Задания ▸
1/ Ответьте на три вопроса по тексту о Туманове и Шмыге, помечая ответы так же, как вопросы.
(а) Как зовут главного режиссера по имени и отчеству?
(б) Возле чего, по словам человечка, остановилась Шмыга?
(в) Что Туманов через какое-то время перестал делать по отношению к ней?
2/ Напишите продолжение текста о Туманове и Шмыге, начиная сразу после его последнего предложения.

Исходный текст ▸
╔══
Все это постепенно накапливалось у актеров «старой гвардии», и они все чаще и чаще выражали свое недовольство работой главного режиссера. В один из таких не самых радостных для Туманова дней к нему в кабинет буквально ввинтился некий человечек и, выведя главного режиссера на разговор о непростых отношениях с частью коллектива, как бы между прочим заметил:
— Иосиф Михайлович, ну я понимаю, «старая гвардия» на вас ополчилась — они привыкли к поклонению и обожанию, а вот Танечке-то Шмыге что надо? Вы ее выучили, в театр привели, в спектакли вводите, и что вместо благодарности?
— Что? — спросил Туманов.
— Вот уж не знаю. Только сейчас я сам слышал, как она, остановившись возле стенгазеты, произнесла: «Ну Туманову и врезали». И расхохоталась. Вы же знаете, как она смеяться умеет, уж коль начала, так и не остановишь.
Если бы она знала об этом, если бы не ее робость, она обязательно подошла бы к нему и выяснила причину его отчуждения. Она же ведь понимала, что что-то произошло, но вот что? В чем провинилась перед своим любимым педагогом, который был для нее почти Богом? Перед человеком, который спас ей голос, заставил поверить в собственные силы. Через какое-то время он перестал с ней даже здороваться. Она мучилась в догадках и плакала.
╚══
Предоставленные записи ▸
╔══
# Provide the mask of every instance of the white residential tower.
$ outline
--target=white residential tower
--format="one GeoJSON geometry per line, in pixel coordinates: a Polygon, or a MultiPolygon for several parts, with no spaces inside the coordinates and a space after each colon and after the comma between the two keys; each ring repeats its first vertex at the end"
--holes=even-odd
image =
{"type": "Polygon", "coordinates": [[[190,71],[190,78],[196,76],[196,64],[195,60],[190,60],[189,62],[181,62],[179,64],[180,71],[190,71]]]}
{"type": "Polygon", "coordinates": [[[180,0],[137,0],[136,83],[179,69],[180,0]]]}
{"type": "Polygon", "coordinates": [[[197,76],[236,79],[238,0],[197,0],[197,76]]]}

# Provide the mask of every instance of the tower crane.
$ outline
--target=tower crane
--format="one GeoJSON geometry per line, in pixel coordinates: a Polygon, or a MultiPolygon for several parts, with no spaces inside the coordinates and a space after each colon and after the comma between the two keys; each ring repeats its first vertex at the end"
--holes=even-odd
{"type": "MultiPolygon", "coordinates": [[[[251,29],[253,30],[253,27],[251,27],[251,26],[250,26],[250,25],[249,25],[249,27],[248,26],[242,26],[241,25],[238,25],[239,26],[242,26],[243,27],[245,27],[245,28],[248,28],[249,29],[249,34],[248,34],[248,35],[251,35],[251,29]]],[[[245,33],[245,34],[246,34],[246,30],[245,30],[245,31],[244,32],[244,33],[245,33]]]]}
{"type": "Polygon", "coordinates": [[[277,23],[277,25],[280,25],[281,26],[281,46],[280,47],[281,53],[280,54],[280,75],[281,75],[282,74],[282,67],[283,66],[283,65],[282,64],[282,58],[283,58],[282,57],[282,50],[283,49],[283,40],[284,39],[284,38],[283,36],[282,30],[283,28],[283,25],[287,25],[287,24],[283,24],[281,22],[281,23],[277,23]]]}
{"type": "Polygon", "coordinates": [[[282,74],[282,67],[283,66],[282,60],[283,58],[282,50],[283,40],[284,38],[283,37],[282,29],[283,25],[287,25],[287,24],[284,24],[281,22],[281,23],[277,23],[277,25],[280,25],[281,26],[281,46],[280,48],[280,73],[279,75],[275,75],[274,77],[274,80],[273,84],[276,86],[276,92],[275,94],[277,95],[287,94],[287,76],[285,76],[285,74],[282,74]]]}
╚══
Ответы ▸
1/
(а) Иосиф Михайлович.
(б) Возле стенгазеты.
(в) Перестал с ней даже здороваться.

2/
Через какое-то время на худсовете обсуждались очередные планы театра. В предполагаемых постановках значилась «Мадемуазель Нитуш». И когда один из членов худсовета сказал, что Денизу, без сомнений, будет играть Шмыга, Туманов резко ответил: «Нет! Эта девочка пусть еще поучится».
Так она и не стала Денизой де Флавиньи — юной воспитанницей монастырского пансиона, мечтающей стать актрисой.
И она поняла, что ей надо уходить из театра. И не только из этого, а вообще.
Той ночью она так и не уснула. Думала, что ей делать дальше. Попробовать себя в камерном пении? Совсем сменить профессию, пока еще не поздно? Посоветоваться ей было не с кем. Теоретически она могла бы все рассказать родителям, но у мамы больное сердце, и она не хотела ее волновать.
Под утро ей вспомнилась та самая воронка. И точно так же, как тогда в детстве, она крепко зажмурилась, глубоко вдохнула, нырнула и… оттолкнулась резко в сторону. Решение пришло само собой — никуда она из этого театра не уйдет, не доставит радости завистникам и пакостникам. А что касается Иосифа Михайловича, все-таки она наберется храбрости и попытается с ним поговорить.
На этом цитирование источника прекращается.